[START Source records]

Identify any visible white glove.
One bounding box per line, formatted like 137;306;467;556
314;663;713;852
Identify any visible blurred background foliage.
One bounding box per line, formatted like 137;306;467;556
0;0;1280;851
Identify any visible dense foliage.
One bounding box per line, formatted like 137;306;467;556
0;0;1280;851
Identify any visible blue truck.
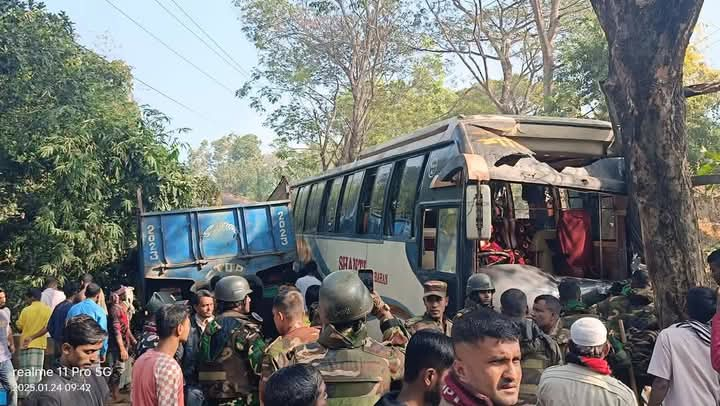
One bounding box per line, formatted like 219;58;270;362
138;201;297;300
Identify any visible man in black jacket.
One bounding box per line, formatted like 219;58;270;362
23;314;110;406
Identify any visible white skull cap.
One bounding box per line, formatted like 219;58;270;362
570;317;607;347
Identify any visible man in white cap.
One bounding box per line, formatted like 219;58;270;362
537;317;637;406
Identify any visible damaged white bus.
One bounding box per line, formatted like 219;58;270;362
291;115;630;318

[END Source records]

#### Aim of the task
Express every line of the rows above as a JSON list of strings, one string per line, leaving out blank lines and the pictures.

#### Response to the task
[
  "Identify any visible white glove.",
  "One bounding box per line, formatted like 137;306;467;556",
  "314;663;713;852",
  "Identify any visible blurred background foliage.",
  "One bounding box per line, formatted like 137;306;467;556",
  "0;0;1280;851",
  "Identify any visible dense foliage.",
  "One bounding box per line, formatted like 137;306;467;556",
  "0;0;1280;851",
  "Identify any visible blue truck.",
  "One bounding box per line, formatted like 219;58;270;362",
  "138;201;297;300",
  "Identify any visible man in black jacket.",
  "One bounding box per line, formatted like 219;58;270;362",
  "23;314;110;406",
  "Identify any visible white skull cap.",
  "One bounding box per line, formatted like 219;58;270;362",
  "570;317;607;347",
  "Identify any visible man in white cap.",
  "One bounding box per line, formatted like 219;58;270;362",
  "537;317;637;406",
  "Identify any visible damaged white bus.",
  "One bounding box per line, formatted like 219;58;270;362",
  "291;115;630;318"
]